I Don't Want To (But Feel Like We Need To) Keep Talking About Race
By Tai Anderson, October 31, 2016
We are a week away from a presidential election. It’s hard to think about anything else. The troubles over race relations in our nation aren’t really front and center right now. After all, we have to pick a new leader, or at least the person that will occupy the role. Despite the urgency of the upcoming election, I just can’t get race off my mind. It seems like it’s a conversation we only talk about when tensions are high, divided into our separate camps. I think we can have a more meaningful conversation when tensions are relatively low, even though we all know this issue is just bubbling under the surface.
At Leadercast, we have a sister company called Catalyst. We have very similar missions building leaders worth following, but they have a specific audience of the church, and the people who love it. I recently attended their Catalyst Atlanta event where I watched this amazing panel on the current state of race in the church.
I was profoundly impacted and convicted by the conversation. I’ve grown up with a monumental lack of cultural intelligence and racial sensitivity. I attended a nearly all white Christian school, went to all white churches, and played in an all white band for a nearly all white audience. It’s all I’ve ever known. Somewhere along the way, I developed the awareness that my life experience was monochromatic, and I wasn’t okay with it. I’m still not okay with it. I want to change.
Perhaps it was late-night conversations with Toby Mac, the inspiration of my younger sister who did EVERY book report in school on Martin Luther King Jr., my experiences in South Africa, Uganda, and Haiti, or my kids involvement with youth sports. Just as we grafted our adopted child into our family tree, the desire for racial unity has been hardwired into my DNA. I want it. I want progress. Nothing repulses me more than racism. I want to live in a world that realizes MLK’s dream. I want to do my part.

[Tasks to perform]:
1: In the essay on race, what sister company of Leadercast is named, and who is its audience?
2: Carry the essay on race forward from its last sentence.

Descriptions of image regions in natural language:

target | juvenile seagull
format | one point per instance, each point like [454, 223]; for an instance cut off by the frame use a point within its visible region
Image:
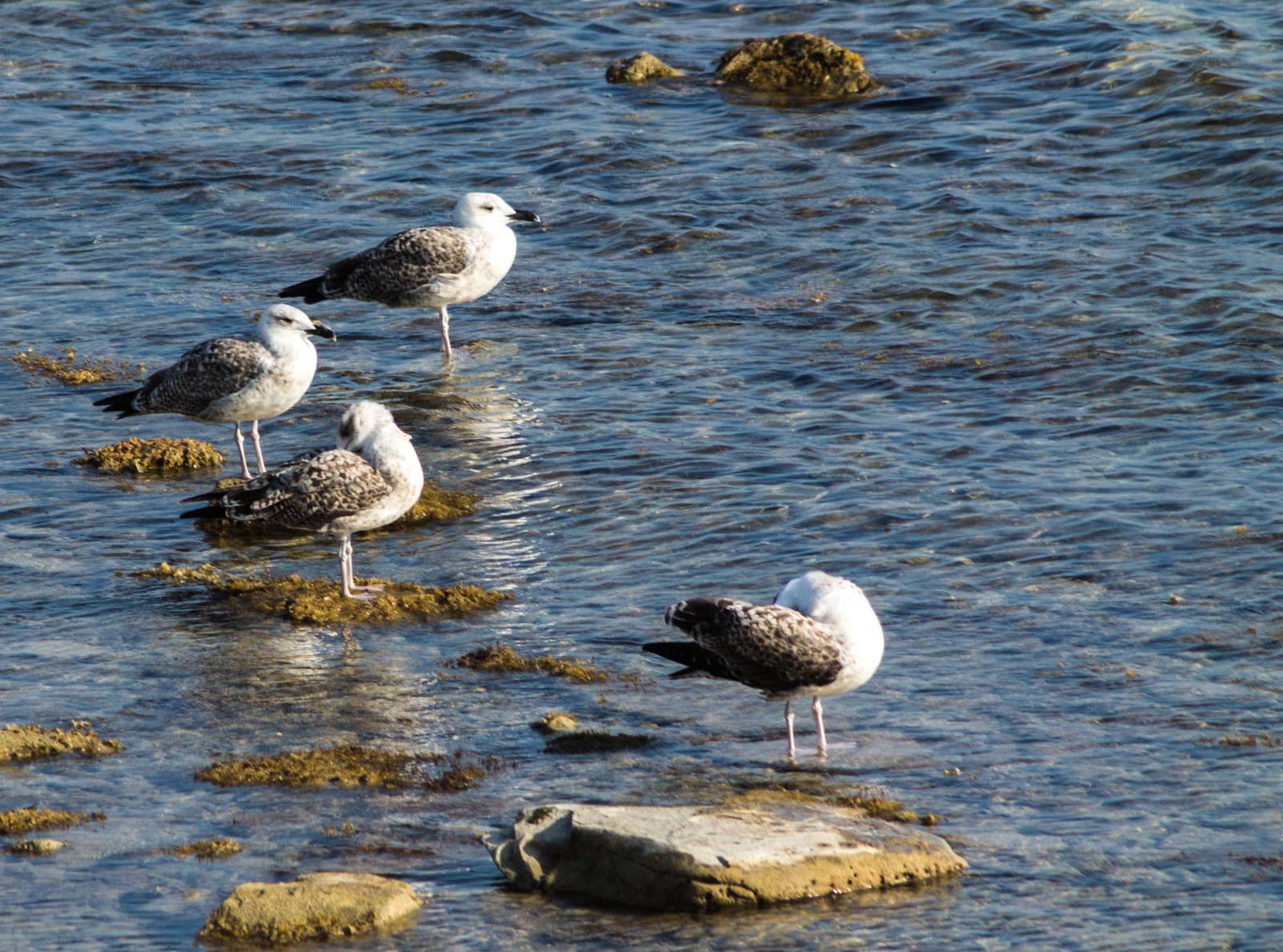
[819, 638]
[230, 380]
[429, 267]
[371, 480]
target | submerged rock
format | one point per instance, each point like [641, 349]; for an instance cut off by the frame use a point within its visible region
[702, 859]
[795, 63]
[639, 68]
[156, 456]
[35, 847]
[352, 766]
[318, 906]
[320, 602]
[32, 742]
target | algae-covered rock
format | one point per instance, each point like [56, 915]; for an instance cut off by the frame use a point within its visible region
[71, 374]
[154, 456]
[709, 857]
[352, 766]
[218, 849]
[14, 823]
[556, 723]
[795, 63]
[320, 602]
[318, 906]
[594, 742]
[32, 742]
[35, 847]
[641, 68]
[500, 657]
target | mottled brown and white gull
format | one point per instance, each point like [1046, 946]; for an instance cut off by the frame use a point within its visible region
[819, 638]
[429, 267]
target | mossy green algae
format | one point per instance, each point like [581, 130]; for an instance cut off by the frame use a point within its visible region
[320, 601]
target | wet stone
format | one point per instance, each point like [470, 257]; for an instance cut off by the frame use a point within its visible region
[795, 63]
[314, 907]
[709, 857]
[641, 68]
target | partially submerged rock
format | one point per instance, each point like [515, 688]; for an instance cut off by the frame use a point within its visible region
[32, 742]
[641, 68]
[352, 766]
[217, 849]
[320, 601]
[71, 374]
[318, 906]
[35, 847]
[795, 63]
[14, 823]
[703, 859]
[154, 456]
[556, 723]
[502, 657]
[594, 742]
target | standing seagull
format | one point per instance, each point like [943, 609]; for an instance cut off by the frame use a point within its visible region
[371, 480]
[230, 380]
[429, 267]
[819, 638]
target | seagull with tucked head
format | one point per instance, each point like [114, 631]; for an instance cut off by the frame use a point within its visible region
[429, 267]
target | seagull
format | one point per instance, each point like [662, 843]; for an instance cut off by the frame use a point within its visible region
[230, 380]
[429, 267]
[819, 638]
[372, 479]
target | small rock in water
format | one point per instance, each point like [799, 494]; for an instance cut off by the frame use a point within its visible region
[702, 859]
[318, 906]
[639, 68]
[797, 63]
[35, 847]
[556, 723]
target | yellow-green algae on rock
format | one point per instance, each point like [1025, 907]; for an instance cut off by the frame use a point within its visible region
[14, 823]
[320, 601]
[504, 658]
[217, 849]
[154, 456]
[32, 742]
[71, 374]
[353, 766]
[795, 63]
[314, 907]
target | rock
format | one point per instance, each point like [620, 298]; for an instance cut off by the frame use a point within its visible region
[35, 847]
[318, 906]
[797, 63]
[639, 68]
[701, 859]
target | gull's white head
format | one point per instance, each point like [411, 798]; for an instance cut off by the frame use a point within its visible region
[281, 318]
[484, 209]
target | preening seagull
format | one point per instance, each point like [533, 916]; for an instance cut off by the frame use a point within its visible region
[372, 479]
[230, 380]
[429, 267]
[819, 638]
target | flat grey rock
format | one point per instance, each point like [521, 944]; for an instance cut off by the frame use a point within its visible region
[709, 857]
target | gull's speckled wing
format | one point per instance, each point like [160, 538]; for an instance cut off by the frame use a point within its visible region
[395, 269]
[208, 372]
[763, 646]
[310, 492]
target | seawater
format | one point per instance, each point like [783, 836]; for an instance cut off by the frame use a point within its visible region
[998, 342]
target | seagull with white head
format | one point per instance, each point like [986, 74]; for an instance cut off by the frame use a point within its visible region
[372, 479]
[429, 267]
[233, 380]
[819, 638]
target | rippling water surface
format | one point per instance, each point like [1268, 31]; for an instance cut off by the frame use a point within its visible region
[998, 342]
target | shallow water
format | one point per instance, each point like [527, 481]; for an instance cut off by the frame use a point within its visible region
[998, 342]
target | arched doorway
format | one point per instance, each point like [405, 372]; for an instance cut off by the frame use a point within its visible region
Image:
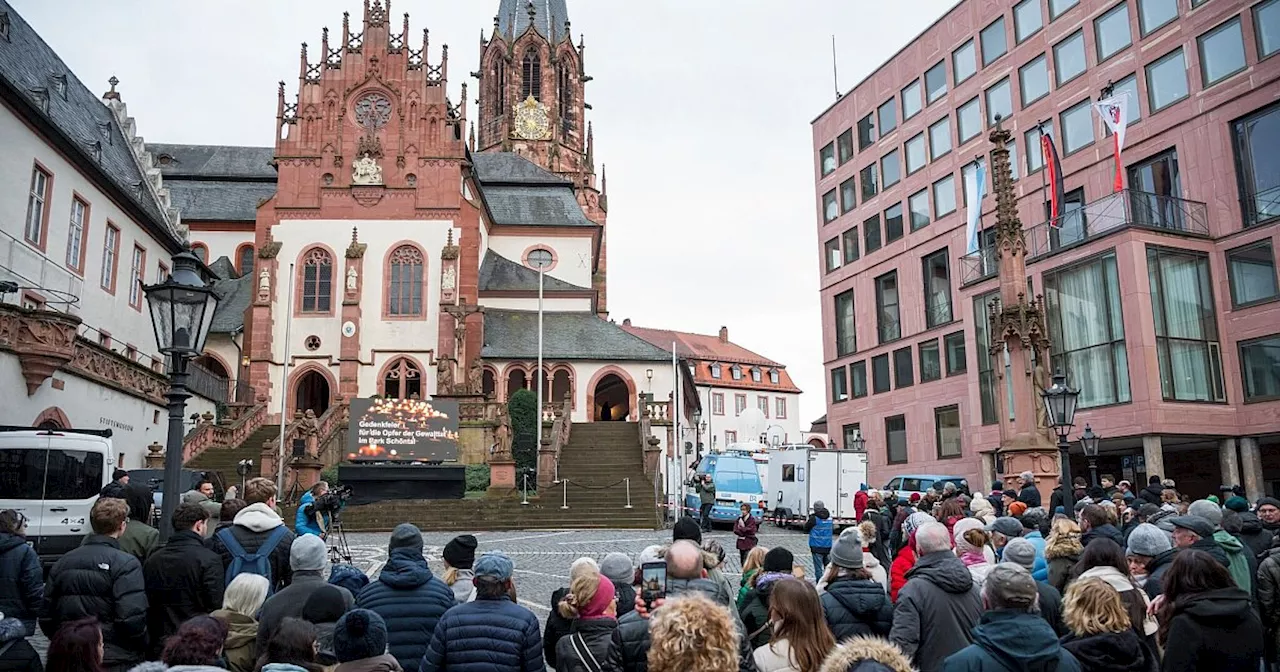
[311, 393]
[612, 400]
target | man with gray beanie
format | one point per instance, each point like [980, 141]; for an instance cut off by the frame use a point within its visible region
[1011, 638]
[309, 561]
[1022, 552]
[407, 595]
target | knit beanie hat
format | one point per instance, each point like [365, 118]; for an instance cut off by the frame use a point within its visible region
[617, 567]
[309, 554]
[1206, 510]
[599, 603]
[1147, 540]
[461, 552]
[778, 560]
[360, 634]
[688, 529]
[848, 549]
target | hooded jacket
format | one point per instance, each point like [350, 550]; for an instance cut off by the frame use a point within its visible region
[1013, 640]
[1112, 652]
[1215, 629]
[411, 599]
[18, 656]
[867, 654]
[856, 607]
[629, 649]
[22, 581]
[241, 645]
[936, 611]
[254, 524]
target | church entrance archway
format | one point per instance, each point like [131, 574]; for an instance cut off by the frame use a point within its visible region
[612, 400]
[311, 393]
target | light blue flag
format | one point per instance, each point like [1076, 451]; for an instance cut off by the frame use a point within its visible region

[Answers provided]:
1: Catalyst, whose audience is the church and the people who love it.

2:
Just 3 days after I watched the above panel discussion at Catalyst, I met a local African-American pastor at Roswell football’s Fellowship of Christian Athletes. I recognized him from somewhere. I couldn’t quite place it, but then it came to mind. He was the local pastor I had seen on Twitter who invited our police chief, Rusty Grant, to his church to pray for him in the midst of the height of racial tensions this summer. LEADERSHIP! The picture really impacted me, and it prompted my podcast with Police Chief Rusty Grant where we discussed policing and the African-American community in Roswell.
I thanked Pastor Jenkins for his leadership reaching out to our police chief, and he invited me to a small group of faith leaders at his church where he was leading a discussion on the African-American experience in our nation. Our group is just 2 weeks old. Our conversation is just beginning, but I’ve already learned more in two weeks than my previous 20 years. As someone who works in leadership development, I’ve purposed to apply Covey’s principle to “seek first to understand, then to be understood.” That is my mantra, my north star. I have purposed to speak less and listen more and gain a better understanding of a different perspective than that with which I’ve experienced.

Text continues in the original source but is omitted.